> **Objective 1**:
From the records, pull out every line that contains the word "tree" and copy those lines unchanged.

--- Document text ---

The Locals
Review
The Locals
Someday novels will be written purporting to explain the American psyche in the age of Donald Trump. Though it was finished well before the election of 2016, consider Jonathan Dee's impressive THE LOCALS an early entry in that genre. An acute examination of life in a small New England town in roughly the decade after 9/11, it’s social realism or fictional sociology of the highest order.
Only a few weeks after the planes hit the World Trade Center, the Berkshires town of Howland, Massachusetts, is treated to the arrival of Philip Hadi, a hedge fund manager who decides to make the transition from summer visitor to permanent resident after hinting darkly of more attacks on New York City to come. To upgrade the security in his home, Hadi hires Mark Firth, a respected, if only intermittently successful, contractor. Howland's citizens consider Mark a near victim of the terrorist attack, merely by his being in midtown Manhattan on that day. But his presence is anything but heroic; he's there to meet with a lawyer who's representing him in a class action against a Bernie Madoff-like swindler to whom he unwisely entrusted his modest investment portfolio.
When the sudden death of the town’s First Selectman creates a leadership vacancy, Hadi quickly volunteers to step into the breach. Though he seems curiously disengaged from the conduct of governing once he's elected, he's soon subsidizing governmental functions out of his own pocket and even quietly advancing money to local businesses to keep them afloat, all while cutting taxes. What political philosophy he articulates is simple and blunt: “A government’s nature…is to eventually become both means and end, self-sustaining, self-justifying. There is a lot of it we can simply get rid of.”
"An acute examination of life in a small New England town in roughly the decade after 9/11, it’s social realism or fictional sociology of the highest order."
Like those of other once-thriving towns along the Housatonic River, Howland's small government is struggling to meet the escalating demands of its citizens. That task is complicated by a land trust that protects more than a thousand acres from development and the historic register status of a dubious landmark, the Caldwell House, that precipitously removes it from the tax rolls.

--- Records to process ---

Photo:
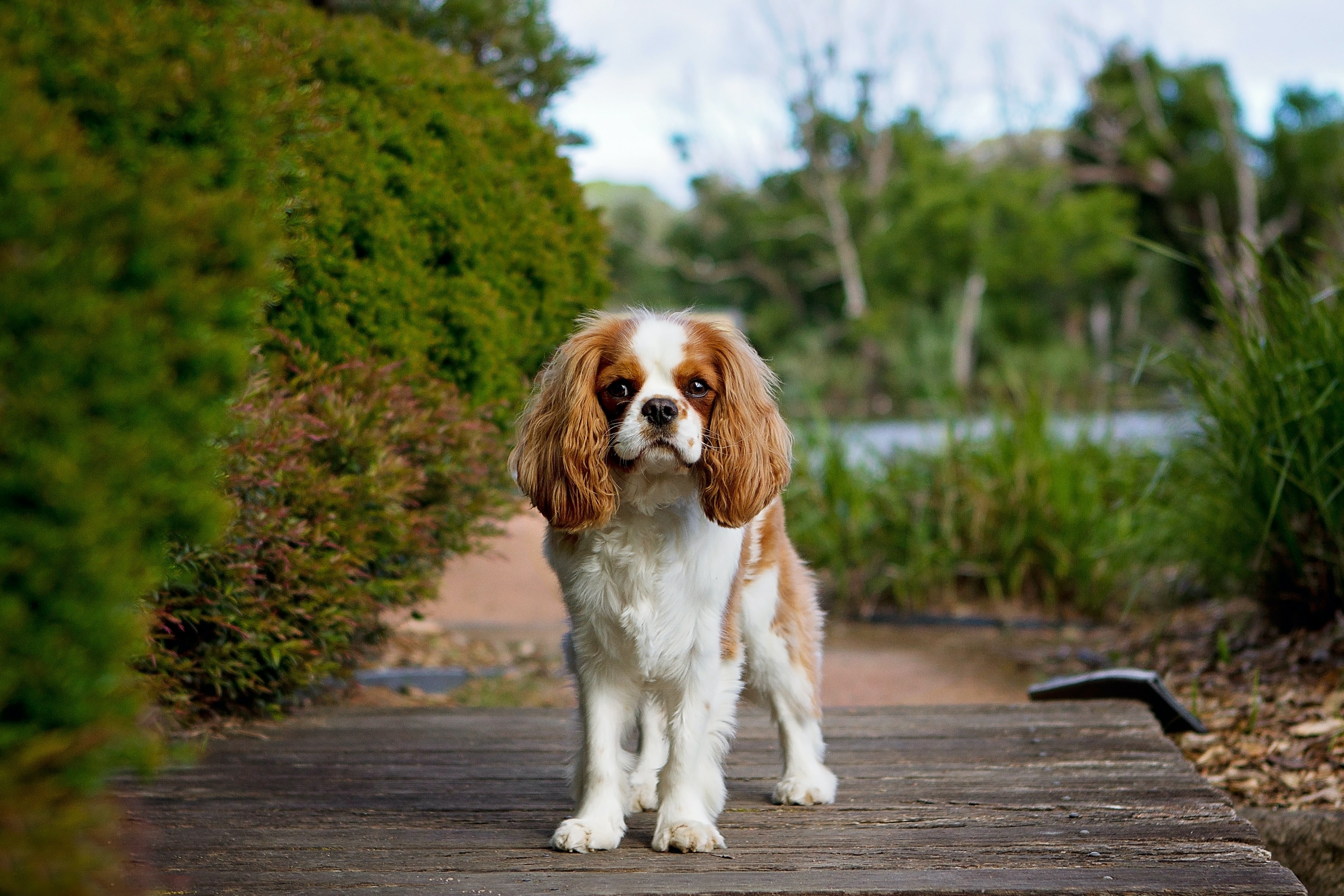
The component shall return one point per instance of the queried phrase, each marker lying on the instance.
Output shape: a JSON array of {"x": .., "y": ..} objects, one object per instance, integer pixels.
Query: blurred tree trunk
[{"x": 964, "y": 342}]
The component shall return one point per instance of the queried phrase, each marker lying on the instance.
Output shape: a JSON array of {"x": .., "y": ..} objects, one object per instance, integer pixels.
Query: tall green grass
[
  {"x": 1255, "y": 500},
  {"x": 1021, "y": 516}
]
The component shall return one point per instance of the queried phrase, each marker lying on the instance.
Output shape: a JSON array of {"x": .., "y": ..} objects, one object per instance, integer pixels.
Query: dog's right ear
[{"x": 560, "y": 461}]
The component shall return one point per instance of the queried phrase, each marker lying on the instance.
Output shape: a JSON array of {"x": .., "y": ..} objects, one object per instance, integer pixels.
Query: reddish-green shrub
[{"x": 351, "y": 484}]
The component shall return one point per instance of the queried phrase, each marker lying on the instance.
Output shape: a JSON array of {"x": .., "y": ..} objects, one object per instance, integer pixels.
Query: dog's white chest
[{"x": 650, "y": 587}]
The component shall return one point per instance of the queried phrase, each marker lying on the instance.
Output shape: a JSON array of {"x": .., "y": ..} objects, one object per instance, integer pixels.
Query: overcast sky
[{"x": 720, "y": 72}]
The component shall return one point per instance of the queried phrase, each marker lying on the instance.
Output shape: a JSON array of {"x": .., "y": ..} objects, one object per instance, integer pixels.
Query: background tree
[
  {"x": 1173, "y": 136},
  {"x": 513, "y": 41}
]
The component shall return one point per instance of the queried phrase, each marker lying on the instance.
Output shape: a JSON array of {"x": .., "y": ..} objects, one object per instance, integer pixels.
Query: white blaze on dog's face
[
  {"x": 658, "y": 395},
  {"x": 651, "y": 394}
]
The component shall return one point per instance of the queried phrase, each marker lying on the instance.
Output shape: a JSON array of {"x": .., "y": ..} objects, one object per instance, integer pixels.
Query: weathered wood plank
[{"x": 1053, "y": 799}]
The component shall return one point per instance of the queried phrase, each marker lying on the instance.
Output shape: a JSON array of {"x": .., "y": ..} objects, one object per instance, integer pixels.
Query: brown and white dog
[{"x": 655, "y": 449}]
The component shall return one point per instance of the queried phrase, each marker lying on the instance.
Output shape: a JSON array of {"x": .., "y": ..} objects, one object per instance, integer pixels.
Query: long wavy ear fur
[
  {"x": 748, "y": 448},
  {"x": 560, "y": 461}
]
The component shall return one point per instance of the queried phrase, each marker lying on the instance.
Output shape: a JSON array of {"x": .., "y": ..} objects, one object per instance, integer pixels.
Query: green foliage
[
  {"x": 1049, "y": 253},
  {"x": 511, "y": 41},
  {"x": 1019, "y": 516},
  {"x": 1256, "y": 499},
  {"x": 433, "y": 222},
  {"x": 351, "y": 483},
  {"x": 134, "y": 249},
  {"x": 1171, "y": 136},
  {"x": 638, "y": 223}
]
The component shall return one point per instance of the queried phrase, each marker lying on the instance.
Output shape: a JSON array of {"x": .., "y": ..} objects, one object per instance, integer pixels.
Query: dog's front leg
[
  {"x": 600, "y": 776},
  {"x": 691, "y": 786}
]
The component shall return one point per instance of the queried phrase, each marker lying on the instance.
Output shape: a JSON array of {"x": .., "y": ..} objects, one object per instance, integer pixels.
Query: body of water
[{"x": 1156, "y": 430}]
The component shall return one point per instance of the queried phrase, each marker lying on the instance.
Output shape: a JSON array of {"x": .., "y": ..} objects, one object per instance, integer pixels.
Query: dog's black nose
[{"x": 659, "y": 412}]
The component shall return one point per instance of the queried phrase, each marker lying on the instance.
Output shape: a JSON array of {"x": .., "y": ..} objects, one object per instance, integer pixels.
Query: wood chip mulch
[{"x": 1272, "y": 702}]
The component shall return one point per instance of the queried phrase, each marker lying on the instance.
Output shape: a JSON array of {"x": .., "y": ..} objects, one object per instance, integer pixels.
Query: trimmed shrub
[
  {"x": 433, "y": 221},
  {"x": 1021, "y": 516},
  {"x": 132, "y": 254},
  {"x": 351, "y": 483},
  {"x": 1256, "y": 499}
]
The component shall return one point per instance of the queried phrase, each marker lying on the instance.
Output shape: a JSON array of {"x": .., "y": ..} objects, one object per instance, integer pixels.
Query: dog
[{"x": 654, "y": 446}]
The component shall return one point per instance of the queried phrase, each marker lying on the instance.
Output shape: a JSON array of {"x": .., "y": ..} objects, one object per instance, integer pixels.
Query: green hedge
[
  {"x": 132, "y": 254},
  {"x": 433, "y": 220},
  {"x": 156, "y": 160},
  {"x": 351, "y": 483}
]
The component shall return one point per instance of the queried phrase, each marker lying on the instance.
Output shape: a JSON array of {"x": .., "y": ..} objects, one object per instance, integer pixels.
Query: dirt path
[{"x": 510, "y": 593}]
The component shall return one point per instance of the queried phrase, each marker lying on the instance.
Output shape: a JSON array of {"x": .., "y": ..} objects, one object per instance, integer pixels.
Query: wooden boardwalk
[{"x": 1045, "y": 799}]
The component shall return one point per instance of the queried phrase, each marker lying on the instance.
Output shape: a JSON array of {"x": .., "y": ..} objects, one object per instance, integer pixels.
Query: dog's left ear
[{"x": 748, "y": 448}]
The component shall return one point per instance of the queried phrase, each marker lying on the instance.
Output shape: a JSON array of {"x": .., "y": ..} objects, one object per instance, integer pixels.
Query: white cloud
[{"x": 716, "y": 71}]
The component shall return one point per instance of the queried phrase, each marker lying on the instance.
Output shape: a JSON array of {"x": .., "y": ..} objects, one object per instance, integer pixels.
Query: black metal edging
[{"x": 1144, "y": 686}]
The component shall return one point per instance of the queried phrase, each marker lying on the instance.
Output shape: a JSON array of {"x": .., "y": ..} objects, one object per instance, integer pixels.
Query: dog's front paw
[
  {"x": 687, "y": 837},
  {"x": 586, "y": 835},
  {"x": 644, "y": 793},
  {"x": 816, "y": 786}
]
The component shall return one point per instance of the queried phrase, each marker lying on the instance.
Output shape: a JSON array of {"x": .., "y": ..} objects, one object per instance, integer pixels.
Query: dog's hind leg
[
  {"x": 654, "y": 755},
  {"x": 781, "y": 627}
]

---

> **Objective 2**:
List every person named in the review of The Locals.

> **Answer 1**:
Query: blurred tree trunk
Query: background tree

> **Answer 2**:
Donald Trump
Jonathan Dee
Philip Hadi
Mark Firth
Bernie Madoff